Text excerpt:
╭──

October 8, 2019 | Updates

New Government-Controlled Health Insurance Systems Would Put Rural Patients At Risk

WASHINGTON – Ahead of next week’s presidential debate, it’s likely that some candidates will continue to advocate for a new government-controlled health insurance system, known as the public option, framing it as a “moderate” alternative to Medicare for all, despite evidence showing otherwise.  Among the public option’s many unaffordable consequences are the risks it would pose to rural Americans, whose access to care is often already at risk.

Last week, in a story entitled “‘Out here, it’s just me’: In the medical desert of rural America, one doctor for 11,000 square miles,” The Washington Post reported:

In the medical desert that has become rural America, nothing is more basic or more essential than access to doctors, but they are increasingly difficult to find.  The federal government now designates nearly 80 percent of rural America as “medically underserved.”  It is home to 20 percent of the U.S. population but fewer than 10 percent of its doctors, and that ratio is worsening each year because of what health experts refer to as “the gray wave.”  Rural doctors are three years older than urban doctors on average, with half over 50 and more than a quarter beyond 60.  Health officials predict the number of rural doctors will decline by 23 percent over the next decade as the number of urban doctors remains flat.

The story underscores the need for solutions that increase access to care, not diminish it – which is why calls for the public option, are so dangerous.  In fact, recent headlines and studies warn about the severe consequences such a government-controlled health insurance system would have on American families’ access to quality care, particularly in rural communities:

  • The Gazette (Cedar Rapids): “Iowa’s rural hospitals could experience a loss of more than $476 million dollars under a public health insurance proposal, putting dozens at high risk for closure, according to an analysis … the analysis said those hospitals could be confronted with an even bigger detriment if a public option is implemented using Medicare reimbursement rates … If a public option plan would go into effect, the study found that between 25 and 52 of Iowa’s 90 rural hospitals would be at high financial risk for closure due to a loss of millions in revenue.”
  • Las Vegas Review-Journal: “[H]ospitals lose money on Medicare patients … But if more people were on Medicare, those losses could be unsustainable.  An industry group estimates that more than 50 percent of rural hospitals would face a high risk of closure if a public option were in place.”
  • Virginia Public Radio: “[A]s many as 10 rural hospitals in Virginia could close if the federal government starts offering a public option health plan – the kind of public option that’s now being talked about on the campaign trail by former Vice President Joe Biden and others.”

The study, conducted by Navigant for the Partnership for America’s Health Care Future, finds that the public option could put more than 1,000 rural U.S. hospitals in 46 states “at high risk of closure.”  These hospitals serve more than 60 million Americans, and as Kaiser Health News and NPR report, hospital closures can have “profound social, emotional and medical consequences,” while RevCycleIntelligence also reports“[p]atient access to care suffers when a rural hospital closes its doors for good, and consequently, patient outcomes can deteriorate.”

A previous study found that “[f]or hospitals, the introduction of a public plan that reimburses providers using Medicare rates would compound financial stresses they are already facing, potentially impacting access to care and provider quality.”

Another study found that government insurance systems such as “buy-in” or “public option” could force hospitals to limit the care they provide, produce significant “layoffs” and “potentially force the closure of essential hospitals.”

The risks to rural hospitals under the public option resemble those surrounding Medicare for all, as The New York Times reports that experts are also sounding alarm bells about the “violent upheaval” a Medicare for all system would cause hospitals: “Some hospitals, especially struggling rural centers, would close virtually overnight, according to policy experts.  Others, they say, would try to offset the steep cuts by laying off hundreds of thousands of workers and abandoning lower-paying services like mental health.”

╰──

Entries shown:

╭──

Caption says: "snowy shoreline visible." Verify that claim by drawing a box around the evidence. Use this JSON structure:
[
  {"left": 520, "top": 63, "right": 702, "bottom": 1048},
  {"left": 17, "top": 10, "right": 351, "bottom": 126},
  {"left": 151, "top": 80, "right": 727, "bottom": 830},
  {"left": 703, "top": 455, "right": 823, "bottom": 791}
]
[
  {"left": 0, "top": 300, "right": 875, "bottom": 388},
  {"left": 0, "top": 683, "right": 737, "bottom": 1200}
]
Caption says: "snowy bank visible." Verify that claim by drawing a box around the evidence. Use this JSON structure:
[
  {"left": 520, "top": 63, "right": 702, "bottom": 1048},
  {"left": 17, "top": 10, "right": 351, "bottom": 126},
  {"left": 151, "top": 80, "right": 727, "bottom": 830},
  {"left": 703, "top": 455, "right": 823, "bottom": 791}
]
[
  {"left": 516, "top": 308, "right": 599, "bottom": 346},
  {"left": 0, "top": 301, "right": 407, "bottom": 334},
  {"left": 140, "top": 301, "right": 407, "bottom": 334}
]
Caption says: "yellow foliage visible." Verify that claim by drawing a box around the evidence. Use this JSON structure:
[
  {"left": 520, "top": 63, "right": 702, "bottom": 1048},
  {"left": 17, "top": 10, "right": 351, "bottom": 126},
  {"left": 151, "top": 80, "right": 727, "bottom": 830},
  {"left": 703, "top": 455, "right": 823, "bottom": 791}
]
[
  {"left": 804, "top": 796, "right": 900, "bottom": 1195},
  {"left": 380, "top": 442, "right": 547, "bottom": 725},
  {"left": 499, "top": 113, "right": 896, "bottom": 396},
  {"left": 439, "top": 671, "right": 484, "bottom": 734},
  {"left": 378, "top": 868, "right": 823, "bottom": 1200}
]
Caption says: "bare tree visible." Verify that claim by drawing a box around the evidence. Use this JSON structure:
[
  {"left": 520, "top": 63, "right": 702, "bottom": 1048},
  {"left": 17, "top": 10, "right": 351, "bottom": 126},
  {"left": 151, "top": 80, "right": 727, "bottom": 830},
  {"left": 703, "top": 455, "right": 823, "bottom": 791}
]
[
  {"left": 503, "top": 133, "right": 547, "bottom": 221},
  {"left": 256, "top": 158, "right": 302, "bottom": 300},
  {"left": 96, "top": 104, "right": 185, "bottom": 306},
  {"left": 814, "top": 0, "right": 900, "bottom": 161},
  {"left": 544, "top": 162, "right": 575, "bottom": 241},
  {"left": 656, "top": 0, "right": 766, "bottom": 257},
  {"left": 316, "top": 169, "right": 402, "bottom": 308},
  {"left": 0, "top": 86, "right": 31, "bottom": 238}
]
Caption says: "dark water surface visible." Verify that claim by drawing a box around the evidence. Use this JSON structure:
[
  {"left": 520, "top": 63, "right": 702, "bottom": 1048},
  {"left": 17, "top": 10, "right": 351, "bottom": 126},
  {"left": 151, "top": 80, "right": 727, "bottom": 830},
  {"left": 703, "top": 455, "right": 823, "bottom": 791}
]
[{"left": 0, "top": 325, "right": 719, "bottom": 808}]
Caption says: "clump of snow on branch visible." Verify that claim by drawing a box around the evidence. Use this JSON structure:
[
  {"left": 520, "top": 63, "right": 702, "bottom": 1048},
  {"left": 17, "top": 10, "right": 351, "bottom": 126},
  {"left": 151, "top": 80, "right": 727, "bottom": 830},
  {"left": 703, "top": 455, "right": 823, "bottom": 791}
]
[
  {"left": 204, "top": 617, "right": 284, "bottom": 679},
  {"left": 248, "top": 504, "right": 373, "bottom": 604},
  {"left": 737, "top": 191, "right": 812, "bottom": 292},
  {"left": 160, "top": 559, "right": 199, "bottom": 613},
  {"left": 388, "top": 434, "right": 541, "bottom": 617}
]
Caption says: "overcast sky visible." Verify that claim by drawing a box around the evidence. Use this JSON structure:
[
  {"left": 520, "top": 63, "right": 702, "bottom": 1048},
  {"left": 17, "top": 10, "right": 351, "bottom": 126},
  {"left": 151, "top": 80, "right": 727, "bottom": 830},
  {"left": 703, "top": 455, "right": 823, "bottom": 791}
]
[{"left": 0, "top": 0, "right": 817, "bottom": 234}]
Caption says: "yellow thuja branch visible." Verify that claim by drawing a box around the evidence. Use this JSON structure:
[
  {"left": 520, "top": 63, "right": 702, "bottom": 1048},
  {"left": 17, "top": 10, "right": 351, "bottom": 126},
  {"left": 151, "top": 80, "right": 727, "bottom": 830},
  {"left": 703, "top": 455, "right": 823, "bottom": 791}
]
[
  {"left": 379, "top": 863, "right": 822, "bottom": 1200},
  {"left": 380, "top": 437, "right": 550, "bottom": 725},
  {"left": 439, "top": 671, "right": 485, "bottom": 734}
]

╰──

Activity list:
(A) List the news sources quoted in the bulleted list in the public option article.
(B) Reproduce the public option article from "October 8, 2019" to "already at risk.".

Answers for this exercise:
(A)
The Gazette (Cedar Rapids)
Las Vegas Review-Journal
Virginia Public Radio

(B)
October 8, 2019 | Updates

New Government-Controlled Health Insurance Systems Would Put Rural Patients At Risk

WASHINGTON – Ahead of next week’s presidential debate, it’s likely that some candidates will continue to advocate for a new government-controlled health insurance system, known as the public option, framing it as a “moderate” alternative to Medicare for all, despite evidence showing otherwise.  Among the public option’s many unaffordable consequences are the risks it would pose to rural Americans, whose access to care is often already at risk.